Neurowissenschaftler suchen nach objektiven Testmethoden, um altruistisches Verhalten zu messen. Wir sprachen mit Professorin Anne Böckler-Raettig von der Universität Würzburg. Sie erforscht soziale Kognition (z.B. Blickverarbeitung) und soziale Interaktion (z.B. prosoziales Verhalten).

26.04.2017

Außerdem begleitete Anne Böckler-Raettig mehrere Studien am Max-Planck-Institut für Kognitions- und Neurowissenschaften – und räumt darin mit einigen Vorurteilen auf.

Warum tut ein Mensch einem völlig Fremden etwas Gutes, auch wenn er auf den ersten Blick dadurch keinen Vorteil erlangt? Eine ganze Palette an wissenschaftlichen Disziplinen befasst sich mit dieser Frage: Neben Philosophen, Psychologen, Verhaltensökonomen und Evolutionswissenschaftlern untersuchen auch Hirnforscher das Phänomen Altruismus. „Neurowissenschaftliche Befunde legen nahe, dass bestimmte Strukturen in unserem Gehirn, die wir als das Belohnungszentrum kennen, besonders aktiviert sind, wenn wir altruistisches Verhalten zeigen, wie zum Beispiel teilen“, erklärt Professorin Anne Böckler-Raettig.

Gestellte Aufgabe 1
Drucken Sie den Text über Altruismus in der Hirnforschung vollständig und unverändert ab.
Gestellte Aufgabe 2
Geben Sie ausschließlich die Zeilen der Datensätze aus, beginnend mit der Zeile, die „of the foam“ enthält, und endend mit dem Ende der Datensätze, beide Grenzen eingeschlossen. Lassen Sie die Bilder in Ihrer Ausgabe weg.

Verfügbare Datensätze
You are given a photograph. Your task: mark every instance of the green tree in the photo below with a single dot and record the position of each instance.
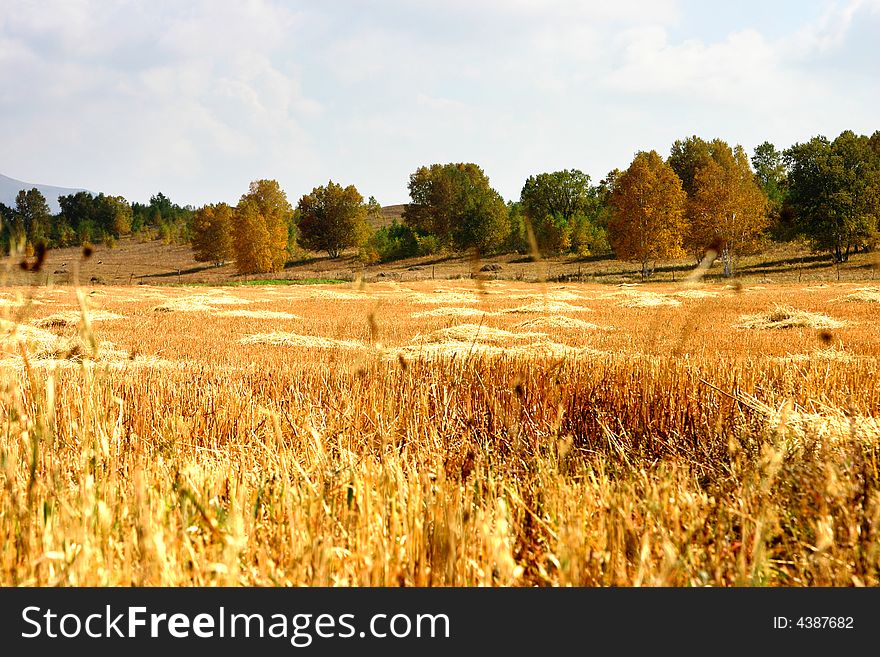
(455, 203)
(332, 218)
(8, 228)
(727, 206)
(834, 189)
(558, 206)
(770, 172)
(648, 205)
(212, 233)
(686, 156)
(260, 232)
(78, 215)
(33, 216)
(113, 215)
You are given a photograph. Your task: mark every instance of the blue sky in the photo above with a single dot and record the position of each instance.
(196, 99)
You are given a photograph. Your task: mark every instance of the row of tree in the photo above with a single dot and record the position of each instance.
(704, 195)
(86, 218)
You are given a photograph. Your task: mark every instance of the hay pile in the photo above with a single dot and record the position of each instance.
(450, 312)
(648, 300)
(555, 321)
(547, 307)
(70, 318)
(443, 297)
(784, 317)
(822, 355)
(17, 337)
(697, 294)
(200, 303)
(460, 349)
(256, 314)
(280, 339)
(475, 333)
(863, 295)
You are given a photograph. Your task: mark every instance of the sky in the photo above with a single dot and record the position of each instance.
(198, 98)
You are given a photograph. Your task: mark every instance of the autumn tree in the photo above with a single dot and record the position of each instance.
(456, 203)
(726, 206)
(559, 207)
(834, 189)
(332, 218)
(260, 230)
(647, 219)
(212, 233)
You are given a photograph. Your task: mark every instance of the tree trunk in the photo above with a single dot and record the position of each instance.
(728, 262)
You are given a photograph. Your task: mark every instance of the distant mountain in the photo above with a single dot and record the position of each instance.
(9, 188)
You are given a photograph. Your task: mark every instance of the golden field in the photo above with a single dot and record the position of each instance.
(439, 433)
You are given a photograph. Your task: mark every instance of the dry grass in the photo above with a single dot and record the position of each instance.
(785, 317)
(73, 318)
(863, 295)
(257, 314)
(468, 333)
(279, 339)
(544, 306)
(449, 312)
(639, 299)
(185, 448)
(553, 321)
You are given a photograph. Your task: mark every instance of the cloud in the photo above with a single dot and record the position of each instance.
(197, 99)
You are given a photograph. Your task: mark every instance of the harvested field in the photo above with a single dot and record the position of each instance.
(785, 317)
(352, 436)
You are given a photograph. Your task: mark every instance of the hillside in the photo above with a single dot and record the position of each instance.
(139, 261)
(9, 188)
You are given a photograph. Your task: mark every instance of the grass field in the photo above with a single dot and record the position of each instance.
(454, 432)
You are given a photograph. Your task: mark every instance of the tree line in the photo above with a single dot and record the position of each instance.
(705, 196)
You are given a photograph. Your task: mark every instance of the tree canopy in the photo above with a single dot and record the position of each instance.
(648, 205)
(261, 228)
(560, 207)
(455, 203)
(834, 189)
(333, 218)
(727, 207)
(212, 233)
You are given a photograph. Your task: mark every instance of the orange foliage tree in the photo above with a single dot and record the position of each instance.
(647, 219)
(260, 232)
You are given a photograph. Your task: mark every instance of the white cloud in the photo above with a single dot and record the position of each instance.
(199, 98)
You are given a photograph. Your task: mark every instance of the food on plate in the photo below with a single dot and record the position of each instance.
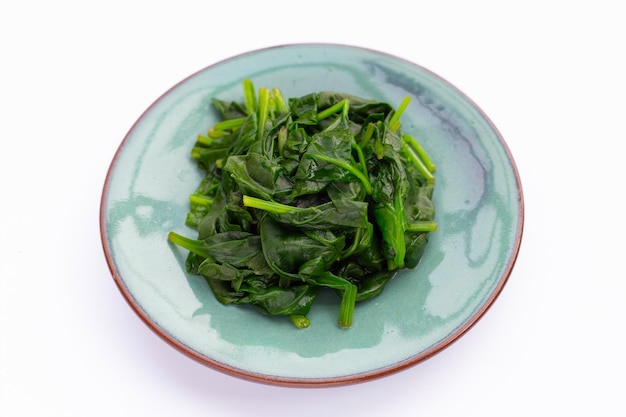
(319, 191)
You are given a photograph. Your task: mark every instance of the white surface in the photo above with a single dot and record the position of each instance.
(75, 76)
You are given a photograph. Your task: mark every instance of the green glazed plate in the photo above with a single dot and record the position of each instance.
(479, 209)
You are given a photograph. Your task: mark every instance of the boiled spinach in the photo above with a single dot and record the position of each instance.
(319, 191)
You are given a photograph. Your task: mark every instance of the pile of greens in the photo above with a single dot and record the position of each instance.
(324, 190)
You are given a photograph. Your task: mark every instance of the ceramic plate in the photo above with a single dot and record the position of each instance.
(478, 199)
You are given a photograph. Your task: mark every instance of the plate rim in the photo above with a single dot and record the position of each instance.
(318, 381)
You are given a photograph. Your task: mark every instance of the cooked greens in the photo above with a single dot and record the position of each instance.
(323, 190)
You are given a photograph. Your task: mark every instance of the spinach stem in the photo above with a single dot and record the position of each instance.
(301, 322)
(204, 140)
(395, 118)
(342, 105)
(200, 200)
(352, 170)
(229, 124)
(250, 96)
(420, 151)
(270, 206)
(422, 226)
(281, 139)
(280, 104)
(367, 135)
(359, 153)
(264, 100)
(346, 308)
(417, 161)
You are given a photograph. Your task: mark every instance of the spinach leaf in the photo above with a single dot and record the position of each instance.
(323, 190)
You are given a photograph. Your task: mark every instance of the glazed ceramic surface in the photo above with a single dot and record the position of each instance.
(478, 204)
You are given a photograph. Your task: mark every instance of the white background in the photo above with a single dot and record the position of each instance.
(74, 76)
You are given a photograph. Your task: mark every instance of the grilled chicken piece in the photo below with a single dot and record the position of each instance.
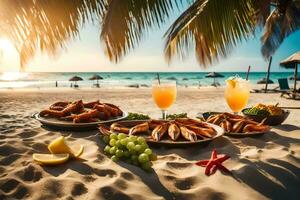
(188, 134)
(173, 131)
(238, 127)
(202, 132)
(140, 128)
(159, 131)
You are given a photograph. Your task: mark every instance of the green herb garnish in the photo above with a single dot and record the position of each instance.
(175, 116)
(137, 116)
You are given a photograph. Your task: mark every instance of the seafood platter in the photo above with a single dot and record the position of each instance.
(180, 131)
(236, 125)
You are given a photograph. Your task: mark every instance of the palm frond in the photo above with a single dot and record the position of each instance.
(126, 21)
(212, 28)
(283, 21)
(45, 25)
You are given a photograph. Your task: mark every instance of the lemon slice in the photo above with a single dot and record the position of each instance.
(77, 150)
(50, 159)
(232, 82)
(59, 146)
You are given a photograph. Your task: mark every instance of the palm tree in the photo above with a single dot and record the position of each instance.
(211, 27)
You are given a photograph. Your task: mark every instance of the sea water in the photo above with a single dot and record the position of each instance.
(117, 79)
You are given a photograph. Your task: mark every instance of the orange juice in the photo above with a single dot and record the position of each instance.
(237, 94)
(164, 95)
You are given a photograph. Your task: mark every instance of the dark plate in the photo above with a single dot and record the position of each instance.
(167, 142)
(66, 125)
(271, 120)
(207, 114)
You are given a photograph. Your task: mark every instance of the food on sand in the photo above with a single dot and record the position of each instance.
(232, 123)
(214, 163)
(60, 152)
(59, 146)
(131, 149)
(50, 159)
(264, 110)
(181, 128)
(82, 112)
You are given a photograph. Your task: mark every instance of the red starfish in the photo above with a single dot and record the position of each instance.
(214, 163)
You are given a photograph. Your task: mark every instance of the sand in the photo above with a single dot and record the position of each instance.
(265, 167)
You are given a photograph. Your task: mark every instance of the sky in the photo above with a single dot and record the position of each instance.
(85, 54)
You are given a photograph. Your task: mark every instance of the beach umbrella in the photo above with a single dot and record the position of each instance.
(96, 77)
(292, 63)
(293, 78)
(264, 81)
(75, 79)
(268, 74)
(214, 75)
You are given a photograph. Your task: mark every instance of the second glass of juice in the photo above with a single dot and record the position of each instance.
(164, 94)
(237, 93)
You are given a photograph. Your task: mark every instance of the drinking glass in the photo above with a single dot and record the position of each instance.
(164, 94)
(237, 93)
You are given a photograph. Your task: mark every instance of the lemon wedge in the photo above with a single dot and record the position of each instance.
(59, 146)
(50, 159)
(232, 82)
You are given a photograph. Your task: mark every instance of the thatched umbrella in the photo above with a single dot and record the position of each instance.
(292, 63)
(75, 79)
(264, 81)
(97, 78)
(214, 75)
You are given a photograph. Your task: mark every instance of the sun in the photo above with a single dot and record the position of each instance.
(6, 46)
(12, 76)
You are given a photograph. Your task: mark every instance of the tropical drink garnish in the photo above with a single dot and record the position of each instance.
(237, 93)
(50, 159)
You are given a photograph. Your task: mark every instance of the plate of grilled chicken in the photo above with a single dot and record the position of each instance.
(176, 132)
(236, 125)
(79, 114)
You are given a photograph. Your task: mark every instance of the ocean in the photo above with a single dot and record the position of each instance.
(117, 79)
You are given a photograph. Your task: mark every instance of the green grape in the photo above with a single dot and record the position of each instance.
(137, 148)
(122, 136)
(118, 144)
(126, 154)
(106, 149)
(143, 158)
(135, 162)
(105, 139)
(112, 142)
(141, 140)
(134, 157)
(124, 141)
(132, 138)
(113, 136)
(130, 145)
(114, 158)
(153, 157)
(146, 166)
(119, 153)
(112, 150)
(148, 151)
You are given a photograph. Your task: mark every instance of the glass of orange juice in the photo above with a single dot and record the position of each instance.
(237, 93)
(164, 94)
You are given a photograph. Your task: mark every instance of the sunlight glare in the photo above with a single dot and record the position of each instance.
(12, 76)
(6, 46)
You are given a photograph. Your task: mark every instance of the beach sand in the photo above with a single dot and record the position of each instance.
(264, 167)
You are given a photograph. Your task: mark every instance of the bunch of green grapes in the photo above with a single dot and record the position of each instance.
(131, 149)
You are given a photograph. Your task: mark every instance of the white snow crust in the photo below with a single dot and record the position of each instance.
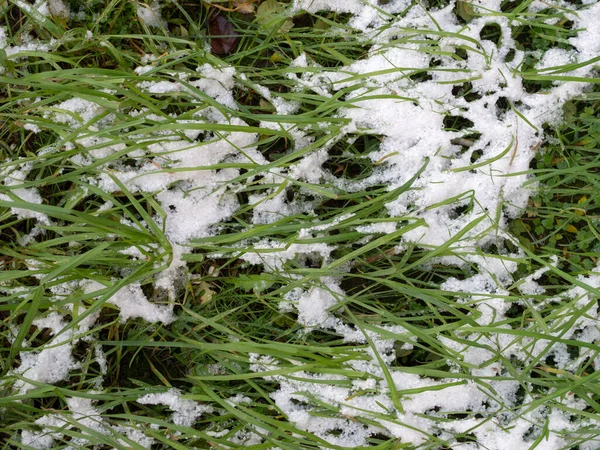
(179, 169)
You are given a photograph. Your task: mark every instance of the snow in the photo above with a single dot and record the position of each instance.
(185, 412)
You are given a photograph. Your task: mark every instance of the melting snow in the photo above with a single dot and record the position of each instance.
(484, 176)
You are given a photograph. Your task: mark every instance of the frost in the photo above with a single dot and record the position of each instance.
(185, 412)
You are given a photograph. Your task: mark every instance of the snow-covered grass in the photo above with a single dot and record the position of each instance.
(372, 224)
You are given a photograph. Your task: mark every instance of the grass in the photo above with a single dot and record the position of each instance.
(230, 335)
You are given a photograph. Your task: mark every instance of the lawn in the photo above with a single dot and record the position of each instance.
(304, 224)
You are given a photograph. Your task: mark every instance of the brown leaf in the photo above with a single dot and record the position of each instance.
(223, 37)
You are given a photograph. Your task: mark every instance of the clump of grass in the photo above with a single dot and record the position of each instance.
(228, 312)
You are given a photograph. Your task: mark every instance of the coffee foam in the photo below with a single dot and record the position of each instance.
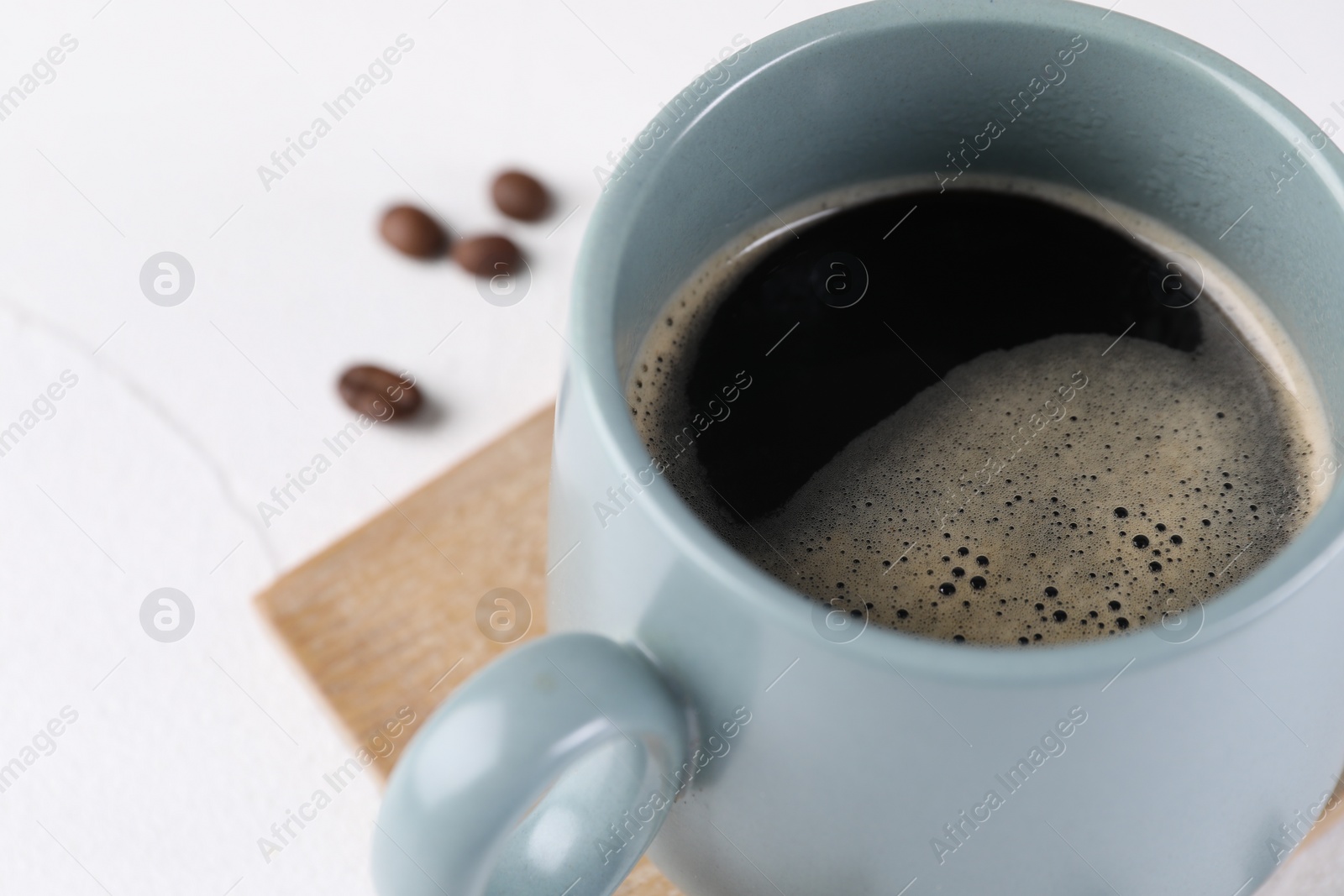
(1042, 550)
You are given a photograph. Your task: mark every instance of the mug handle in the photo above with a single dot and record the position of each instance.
(544, 773)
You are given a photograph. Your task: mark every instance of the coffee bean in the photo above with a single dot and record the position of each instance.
(413, 233)
(487, 255)
(521, 195)
(380, 394)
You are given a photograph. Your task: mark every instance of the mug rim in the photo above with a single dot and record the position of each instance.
(777, 604)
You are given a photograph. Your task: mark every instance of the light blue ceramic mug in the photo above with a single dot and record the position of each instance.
(691, 696)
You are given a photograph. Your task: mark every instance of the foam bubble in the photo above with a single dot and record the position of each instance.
(978, 512)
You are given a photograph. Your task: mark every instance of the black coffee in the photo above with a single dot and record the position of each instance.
(981, 417)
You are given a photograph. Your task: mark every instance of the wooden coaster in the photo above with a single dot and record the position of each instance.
(387, 617)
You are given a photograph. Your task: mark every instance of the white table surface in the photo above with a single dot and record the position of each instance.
(148, 139)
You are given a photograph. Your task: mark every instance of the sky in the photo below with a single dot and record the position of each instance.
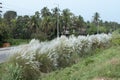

Korrektes Ergebnis 1
Neurowissenschaftler suchen nach objektiven Testmethoden, um altruistisches Verhalten zu messen. Wir sprachen mit Professorin Anne Böckler-Raettig von der Universität Würzburg. Sie erforscht soziale Kognition (z.B. Blickverarbeitung) und soziale Interaktion (z.B. prosoziales Verhalten).

26.04.2017

Außerdem begleitete Anne Böckler-Raettig mehrere Studien am Max-Planck-Institut für Kognitions- und Neurowissenschaften – und räumt darin mit einigen Vorurteilen auf.

Warum tut ein Mensch einem völlig Fremden etwas Gutes, auch wenn er auf den ersten Blick dadurch keinen Vorteil erlangt? Eine ganze Palette an wissenschaftlichen Disziplinen befasst sich mit dieser Frage: Neben Philosophen, Psychologen, Verhaltensökonomen und Evolutionswissenschaftlern untersuchen auch Hirnforscher das Phänomen Altruismus. „Neurowissenschaftliche Befunde legen nahe, dass bestimmte Strukturen in unserem Gehirn, die wir als das Belohnungszentrum kennen, besonders aktiviert sind, wenn wir altruistisches Verhalten zeigen, wie zum Beispiel teilen“, erklärt Professorin Anne Böckler-Raettig.

Korrektes Ergebnis 2
You are given a photograph. Your task: mark every instance of the foam bubble in the photo above with a single dot and record the position of each instance.
(978, 512)
You are given a photograph. Your task: mark every instance of the black coffee in the photo above with a single dot and record the position of each instance.
(981, 417)
You are given a photograph. Your task: mark every instance of the wooden coaster in the photo above with a single dot and record the position of each instance.
(387, 617)
You are given a photograph. Your task: mark every instance of the white table surface in the photo above with a single dot and record the position of each instance.
(148, 139)
You are given a photograph. Your task: mark every instance of the sky in the photo below with a single dot and record the position of each instance.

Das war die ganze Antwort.